- **DATA EXTRACT**
----------
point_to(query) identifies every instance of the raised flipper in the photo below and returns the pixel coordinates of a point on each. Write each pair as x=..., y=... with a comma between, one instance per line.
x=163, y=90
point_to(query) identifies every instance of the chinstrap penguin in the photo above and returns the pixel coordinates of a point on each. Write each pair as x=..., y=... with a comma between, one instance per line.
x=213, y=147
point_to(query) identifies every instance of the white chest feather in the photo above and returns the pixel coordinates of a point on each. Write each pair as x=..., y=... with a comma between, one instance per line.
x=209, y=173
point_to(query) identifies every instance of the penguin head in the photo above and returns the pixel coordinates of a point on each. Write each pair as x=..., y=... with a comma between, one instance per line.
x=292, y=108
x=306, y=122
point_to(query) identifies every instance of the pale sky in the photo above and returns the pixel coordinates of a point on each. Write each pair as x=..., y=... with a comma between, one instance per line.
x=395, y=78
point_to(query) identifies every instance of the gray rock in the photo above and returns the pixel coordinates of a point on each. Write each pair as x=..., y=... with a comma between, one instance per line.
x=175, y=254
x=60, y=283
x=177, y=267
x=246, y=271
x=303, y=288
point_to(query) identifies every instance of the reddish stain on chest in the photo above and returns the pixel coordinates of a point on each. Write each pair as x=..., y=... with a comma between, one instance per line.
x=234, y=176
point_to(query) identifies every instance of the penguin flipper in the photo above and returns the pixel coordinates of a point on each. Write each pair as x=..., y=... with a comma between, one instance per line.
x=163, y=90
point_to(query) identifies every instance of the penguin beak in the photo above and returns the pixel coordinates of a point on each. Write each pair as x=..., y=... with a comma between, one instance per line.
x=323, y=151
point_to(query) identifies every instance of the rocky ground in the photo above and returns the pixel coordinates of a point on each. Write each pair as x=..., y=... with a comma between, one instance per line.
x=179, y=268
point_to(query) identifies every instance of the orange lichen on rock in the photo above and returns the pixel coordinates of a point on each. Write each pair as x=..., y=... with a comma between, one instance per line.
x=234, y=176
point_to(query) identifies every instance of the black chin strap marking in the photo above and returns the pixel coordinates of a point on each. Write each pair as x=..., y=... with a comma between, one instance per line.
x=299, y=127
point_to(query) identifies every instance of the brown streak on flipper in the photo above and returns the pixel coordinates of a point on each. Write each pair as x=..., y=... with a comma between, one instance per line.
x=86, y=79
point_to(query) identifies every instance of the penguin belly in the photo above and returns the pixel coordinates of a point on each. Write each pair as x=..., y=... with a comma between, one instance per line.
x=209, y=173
----------
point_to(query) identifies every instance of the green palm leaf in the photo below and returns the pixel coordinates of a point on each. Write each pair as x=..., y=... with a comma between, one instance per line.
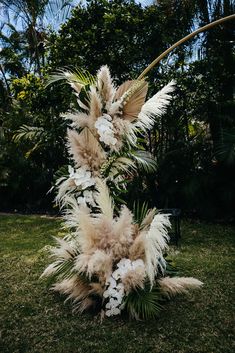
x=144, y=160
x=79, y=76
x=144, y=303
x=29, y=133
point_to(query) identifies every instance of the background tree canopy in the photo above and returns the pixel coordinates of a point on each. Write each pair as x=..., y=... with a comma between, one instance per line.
----------
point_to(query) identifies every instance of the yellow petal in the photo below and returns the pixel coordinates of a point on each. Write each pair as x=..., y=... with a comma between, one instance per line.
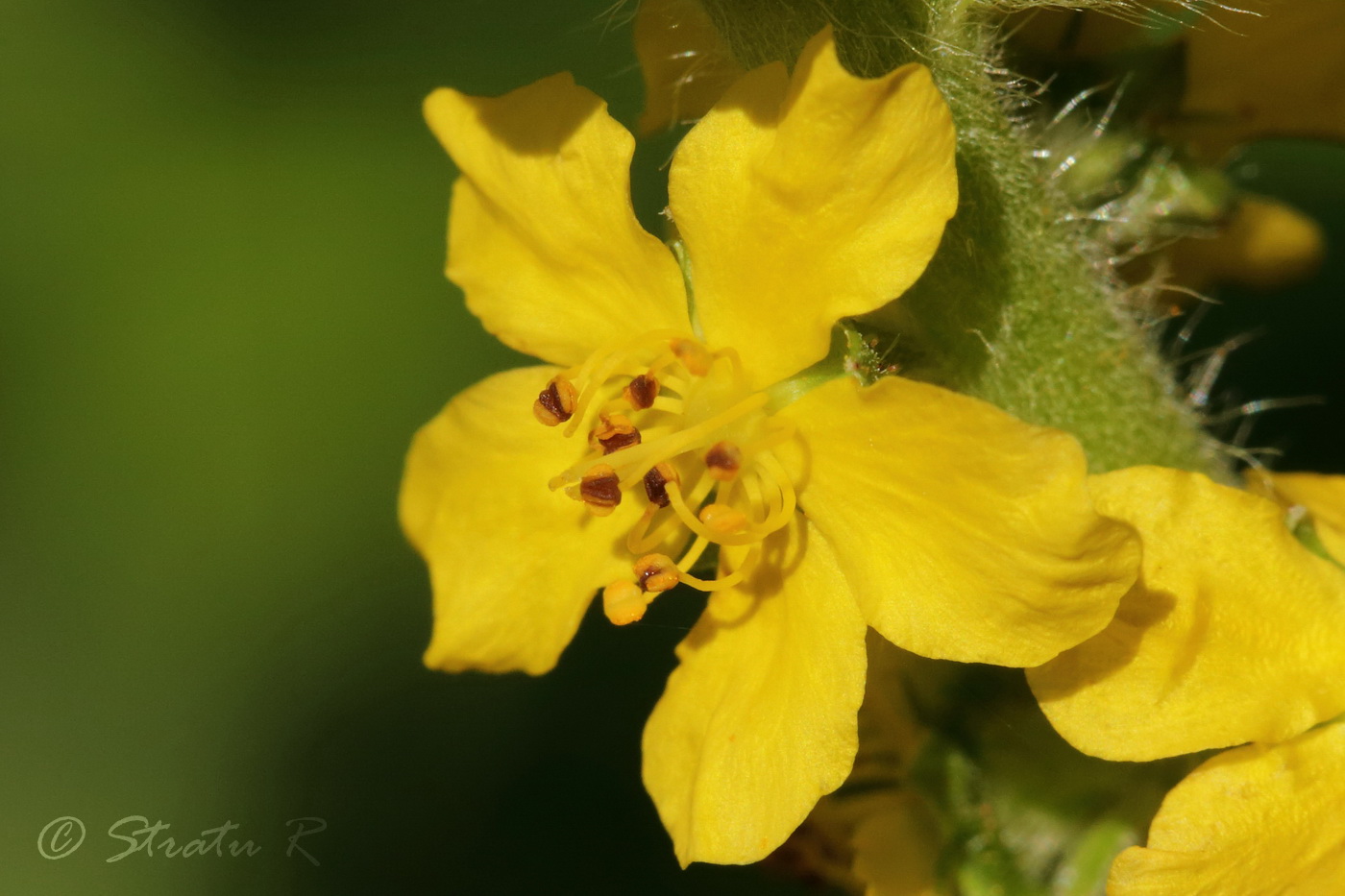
----------
- **TASK TO CARRY OUT**
Reproduce only the material starting at the line containing "point_to(query) identifies every instance of the white" and ending at the line containing "x=306, y=122", requests included, with every coordinate in the answers scaled by 1.4 and rounded to a whole number, halves rounded up. Leave the requests and their format samples unchanged.

- **RESPONSE FOR THIS EXERCISE**
point_to(query) identifies every instance of the white chest feather in the photo above and returns the pixel coordinates of a point on each. Write each pair as x=..., y=... with a comma between, one instance per line.
x=293, y=242
point_to(query) identifies every instance of the penguin head in the photo above and returns the pixel coordinates of a point on each. Write each pair as x=..., y=... with a comma between, one instance per line.
x=409, y=151
x=428, y=171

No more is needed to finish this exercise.